-- Data extract start --
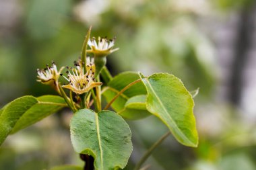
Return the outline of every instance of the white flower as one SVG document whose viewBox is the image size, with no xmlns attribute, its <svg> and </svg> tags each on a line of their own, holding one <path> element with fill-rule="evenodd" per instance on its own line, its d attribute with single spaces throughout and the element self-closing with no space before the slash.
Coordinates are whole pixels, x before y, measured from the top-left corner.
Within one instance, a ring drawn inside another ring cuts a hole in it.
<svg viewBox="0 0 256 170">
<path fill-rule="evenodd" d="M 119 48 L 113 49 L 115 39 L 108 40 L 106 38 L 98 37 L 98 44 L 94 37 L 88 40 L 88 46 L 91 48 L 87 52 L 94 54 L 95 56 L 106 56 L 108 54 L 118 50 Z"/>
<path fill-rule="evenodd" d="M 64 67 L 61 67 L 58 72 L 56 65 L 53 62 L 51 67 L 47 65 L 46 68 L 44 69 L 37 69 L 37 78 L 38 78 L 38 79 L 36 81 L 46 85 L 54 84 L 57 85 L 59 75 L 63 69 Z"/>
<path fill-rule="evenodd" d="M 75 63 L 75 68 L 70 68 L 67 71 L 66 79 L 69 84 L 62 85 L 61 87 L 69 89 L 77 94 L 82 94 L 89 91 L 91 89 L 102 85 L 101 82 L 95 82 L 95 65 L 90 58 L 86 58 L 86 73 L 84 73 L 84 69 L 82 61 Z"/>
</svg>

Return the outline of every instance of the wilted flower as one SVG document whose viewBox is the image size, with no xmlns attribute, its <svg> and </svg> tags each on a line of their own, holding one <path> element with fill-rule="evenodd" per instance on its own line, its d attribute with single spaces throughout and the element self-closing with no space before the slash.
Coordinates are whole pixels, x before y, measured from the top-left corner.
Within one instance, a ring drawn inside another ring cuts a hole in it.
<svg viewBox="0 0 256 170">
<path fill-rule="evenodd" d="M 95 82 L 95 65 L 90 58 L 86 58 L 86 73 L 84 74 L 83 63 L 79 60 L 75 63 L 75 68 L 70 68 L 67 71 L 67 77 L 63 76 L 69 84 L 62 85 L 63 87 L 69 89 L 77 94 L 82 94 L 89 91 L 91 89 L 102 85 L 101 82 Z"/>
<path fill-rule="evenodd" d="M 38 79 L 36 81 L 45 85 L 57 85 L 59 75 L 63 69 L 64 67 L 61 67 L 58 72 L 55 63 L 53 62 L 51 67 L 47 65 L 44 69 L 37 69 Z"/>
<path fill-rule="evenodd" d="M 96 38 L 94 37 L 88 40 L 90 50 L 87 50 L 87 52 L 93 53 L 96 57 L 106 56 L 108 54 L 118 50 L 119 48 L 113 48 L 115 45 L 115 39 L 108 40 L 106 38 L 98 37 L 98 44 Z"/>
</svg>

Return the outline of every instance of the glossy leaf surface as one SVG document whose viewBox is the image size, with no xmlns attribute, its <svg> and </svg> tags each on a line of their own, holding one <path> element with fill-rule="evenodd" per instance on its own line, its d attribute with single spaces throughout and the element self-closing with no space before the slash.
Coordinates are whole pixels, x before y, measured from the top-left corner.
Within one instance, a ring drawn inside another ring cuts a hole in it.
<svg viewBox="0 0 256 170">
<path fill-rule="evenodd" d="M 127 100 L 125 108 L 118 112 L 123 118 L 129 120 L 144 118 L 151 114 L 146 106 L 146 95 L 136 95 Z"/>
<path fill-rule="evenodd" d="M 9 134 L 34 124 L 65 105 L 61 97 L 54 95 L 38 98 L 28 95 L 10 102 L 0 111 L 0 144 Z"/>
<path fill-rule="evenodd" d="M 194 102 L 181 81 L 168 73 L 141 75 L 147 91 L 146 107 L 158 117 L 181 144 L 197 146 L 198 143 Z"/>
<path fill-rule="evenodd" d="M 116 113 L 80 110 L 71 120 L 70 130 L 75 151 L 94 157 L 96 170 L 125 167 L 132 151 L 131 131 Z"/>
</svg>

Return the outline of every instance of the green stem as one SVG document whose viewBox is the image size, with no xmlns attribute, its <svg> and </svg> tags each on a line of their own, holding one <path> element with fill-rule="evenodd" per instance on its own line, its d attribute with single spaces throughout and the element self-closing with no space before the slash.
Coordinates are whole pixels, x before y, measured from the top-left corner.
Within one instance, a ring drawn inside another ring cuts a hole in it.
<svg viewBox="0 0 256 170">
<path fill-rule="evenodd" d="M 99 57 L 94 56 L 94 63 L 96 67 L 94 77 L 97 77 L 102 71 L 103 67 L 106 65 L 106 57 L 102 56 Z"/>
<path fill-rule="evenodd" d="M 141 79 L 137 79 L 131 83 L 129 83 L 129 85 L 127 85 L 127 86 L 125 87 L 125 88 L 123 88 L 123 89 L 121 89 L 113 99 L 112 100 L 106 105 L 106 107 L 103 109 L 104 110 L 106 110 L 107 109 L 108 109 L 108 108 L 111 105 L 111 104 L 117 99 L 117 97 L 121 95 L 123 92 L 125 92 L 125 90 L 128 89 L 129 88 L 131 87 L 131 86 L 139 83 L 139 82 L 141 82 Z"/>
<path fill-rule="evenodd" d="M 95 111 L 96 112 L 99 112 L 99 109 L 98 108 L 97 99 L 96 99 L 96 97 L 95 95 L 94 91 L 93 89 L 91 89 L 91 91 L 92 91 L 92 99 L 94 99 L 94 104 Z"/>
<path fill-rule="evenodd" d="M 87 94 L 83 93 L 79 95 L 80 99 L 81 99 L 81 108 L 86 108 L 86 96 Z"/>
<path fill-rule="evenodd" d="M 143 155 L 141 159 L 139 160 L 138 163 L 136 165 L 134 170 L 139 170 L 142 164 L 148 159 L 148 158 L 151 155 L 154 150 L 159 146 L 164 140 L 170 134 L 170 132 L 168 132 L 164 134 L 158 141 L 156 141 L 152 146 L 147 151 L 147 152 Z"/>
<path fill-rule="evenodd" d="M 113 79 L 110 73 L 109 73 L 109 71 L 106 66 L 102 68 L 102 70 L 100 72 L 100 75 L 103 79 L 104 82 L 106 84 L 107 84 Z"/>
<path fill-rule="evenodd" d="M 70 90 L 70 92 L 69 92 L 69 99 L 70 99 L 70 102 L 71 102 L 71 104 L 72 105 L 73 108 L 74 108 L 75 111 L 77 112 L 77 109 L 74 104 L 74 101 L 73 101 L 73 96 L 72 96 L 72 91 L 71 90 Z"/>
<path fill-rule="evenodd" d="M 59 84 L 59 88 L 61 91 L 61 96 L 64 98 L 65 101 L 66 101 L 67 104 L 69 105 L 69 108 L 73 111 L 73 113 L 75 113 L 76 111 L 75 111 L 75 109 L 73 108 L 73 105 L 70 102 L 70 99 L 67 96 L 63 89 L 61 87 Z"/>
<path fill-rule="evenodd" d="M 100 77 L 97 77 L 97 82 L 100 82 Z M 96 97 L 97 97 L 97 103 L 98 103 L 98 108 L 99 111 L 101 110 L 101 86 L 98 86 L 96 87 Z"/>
-- Data extract end --
:: Challenge ::
Repeat every row above word for word, omitting the pictures.

:: Full output ::
Return the outline of every instance of the white flower as one SVG document whose viewBox is the image size, with no xmlns attribute, its <svg> and </svg> tags each on a line of their own, holding one <path> element with fill-rule="evenodd" per instance on its own line, its d attribute with single spaces throughout and the element self-closing with no space before the slash.
Coordinates are whole pixels, x before y, measured from the top-left corner.
Within one instance, a ring drawn inside another ring cuts a hole in it.
<svg viewBox="0 0 256 170">
<path fill-rule="evenodd" d="M 119 48 L 113 49 L 115 39 L 108 40 L 106 38 L 98 37 L 98 44 L 94 37 L 88 40 L 88 46 L 91 48 L 87 52 L 94 54 L 95 56 L 106 56 L 108 54 L 118 50 Z"/>
<path fill-rule="evenodd" d="M 64 67 L 61 67 L 58 72 L 56 65 L 53 62 L 51 67 L 47 65 L 46 68 L 44 69 L 37 69 L 37 78 L 38 78 L 38 79 L 36 81 L 46 85 L 54 84 L 57 85 L 59 75 L 63 69 Z"/>
<path fill-rule="evenodd" d="M 75 63 L 75 68 L 70 68 L 67 71 L 66 79 L 69 84 L 62 85 L 61 87 L 69 89 L 77 94 L 82 94 L 89 91 L 91 89 L 102 85 L 101 82 L 95 82 L 95 65 L 90 58 L 86 58 L 86 73 L 84 73 L 84 69 L 82 61 Z"/>
</svg>

Return the outline of every instance of the wilted flower as one SVG document whose viewBox is the image size, with no xmlns attribute, its <svg> and </svg> tags each on a line of their own, holding one <path> element with fill-rule="evenodd" per instance on its own line, its d attribute with single spaces throughout and the element self-closing with no space before the slash.
Coordinates are whole pixels, x before y, measured from the top-left corner.
Within one instance, a ring drawn inside another ring cuts a hole in it.
<svg viewBox="0 0 256 170">
<path fill-rule="evenodd" d="M 95 82 L 95 65 L 90 58 L 86 58 L 86 73 L 84 74 L 83 63 L 79 60 L 75 63 L 75 68 L 70 68 L 67 71 L 67 77 L 63 76 L 69 84 L 62 85 L 63 87 L 69 89 L 77 94 L 82 94 L 89 91 L 91 89 L 102 85 L 101 82 Z"/>
<path fill-rule="evenodd" d="M 38 79 L 36 81 L 45 85 L 57 85 L 59 75 L 63 69 L 64 67 L 61 67 L 58 72 L 55 63 L 53 62 L 51 67 L 47 65 L 44 69 L 37 69 Z"/>
<path fill-rule="evenodd" d="M 96 38 L 94 37 L 88 40 L 90 50 L 87 50 L 87 52 L 93 53 L 96 57 L 106 56 L 108 54 L 118 50 L 119 48 L 113 48 L 115 45 L 115 39 L 108 40 L 106 38 L 98 37 L 98 44 Z"/>
</svg>

Return the outline of every instance of the glossy leaf surface as one SVG document whose viewBox is the image size, with no xmlns attribute, its <svg> and </svg> tags each on a line of their own, holding one <path> element with fill-rule="evenodd" per instance on its own line, its d attribute with single spaces throughout and the element self-closing with no space before the slash.
Coordinates are whole pixels, x before y, measured from the top-left corner.
Within one instance, a ring drawn inside another ring cuts a hole in it.
<svg viewBox="0 0 256 170">
<path fill-rule="evenodd" d="M 127 100 L 125 108 L 118 112 L 123 118 L 129 120 L 144 118 L 151 114 L 146 106 L 146 95 L 136 95 Z"/>
<path fill-rule="evenodd" d="M 9 134 L 34 124 L 65 105 L 61 97 L 54 95 L 38 98 L 28 95 L 10 102 L 0 111 L 0 144 Z"/>
<path fill-rule="evenodd" d="M 194 102 L 181 81 L 168 73 L 141 75 L 147 91 L 146 107 L 158 117 L 181 144 L 197 146 L 198 143 Z"/>
<path fill-rule="evenodd" d="M 116 113 L 80 110 L 71 120 L 70 130 L 75 151 L 94 157 L 96 170 L 125 167 L 132 151 L 131 131 Z"/>
</svg>

Return the outline of every instance of the green stem as one SVG document whose viewBox is the image size, with no xmlns attribute, its <svg> and </svg> tags each on a line of their own, holding one <path> element with fill-rule="evenodd" per instance on its own line, its d attribute with single spaces throughout and the element self-closing with no space before the slash.
Coordinates are whole pixels, x before y, measured from the top-left corner.
Within one instance, a ring drawn inside another ring cuts a hole in it.
<svg viewBox="0 0 256 170">
<path fill-rule="evenodd" d="M 99 57 L 94 56 L 94 63 L 96 67 L 94 77 L 97 77 L 102 71 L 103 67 L 106 65 L 106 57 L 102 56 Z"/>
<path fill-rule="evenodd" d="M 141 79 L 137 79 L 131 83 L 129 83 L 129 85 L 127 85 L 127 86 L 125 87 L 125 88 L 123 88 L 123 89 L 121 89 L 113 99 L 112 100 L 106 105 L 106 107 L 103 109 L 104 110 L 106 110 L 107 109 L 108 109 L 108 108 L 111 105 L 111 104 L 117 99 L 117 97 L 121 95 L 123 92 L 125 92 L 125 90 L 128 89 L 129 88 L 131 87 L 131 86 L 139 83 L 139 82 L 141 82 Z"/>
<path fill-rule="evenodd" d="M 95 111 L 96 112 L 99 112 L 99 109 L 98 108 L 97 99 L 96 99 L 96 97 L 95 95 L 94 91 L 93 89 L 91 89 L 91 91 L 92 91 L 92 99 L 94 99 L 94 104 Z"/>
<path fill-rule="evenodd" d="M 87 94 L 83 93 L 79 95 L 80 99 L 81 99 L 81 108 L 86 108 L 86 96 Z"/>
<path fill-rule="evenodd" d="M 143 155 L 141 159 L 139 160 L 138 163 L 136 165 L 134 170 L 139 170 L 142 164 L 148 159 L 148 158 L 151 155 L 154 150 L 159 146 L 164 140 L 170 134 L 170 132 L 168 132 L 164 134 L 158 141 L 156 141 L 152 146 L 147 151 L 147 152 Z"/>
<path fill-rule="evenodd" d="M 113 79 L 110 73 L 109 73 L 109 71 L 106 66 L 102 68 L 102 70 L 100 72 L 100 75 L 103 79 L 104 82 L 106 84 L 107 84 Z"/>
<path fill-rule="evenodd" d="M 70 90 L 70 92 L 69 92 L 69 99 L 70 99 L 70 102 L 71 102 L 71 104 L 72 105 L 73 108 L 74 108 L 75 111 L 77 112 L 77 109 L 74 104 L 74 101 L 73 101 L 73 96 L 72 96 L 72 91 L 71 90 Z"/>
<path fill-rule="evenodd" d="M 59 84 L 59 88 L 61 91 L 61 96 L 64 98 L 65 101 L 66 101 L 67 104 L 69 105 L 69 108 L 73 111 L 73 113 L 75 113 L 76 111 L 75 111 L 75 109 L 73 108 L 73 105 L 70 102 L 70 99 L 67 96 L 63 89 L 61 87 Z"/>
<path fill-rule="evenodd" d="M 100 77 L 97 77 L 97 82 L 100 82 Z M 96 97 L 97 97 L 97 103 L 98 103 L 98 108 L 99 111 L 101 110 L 101 86 L 98 86 L 96 87 Z"/>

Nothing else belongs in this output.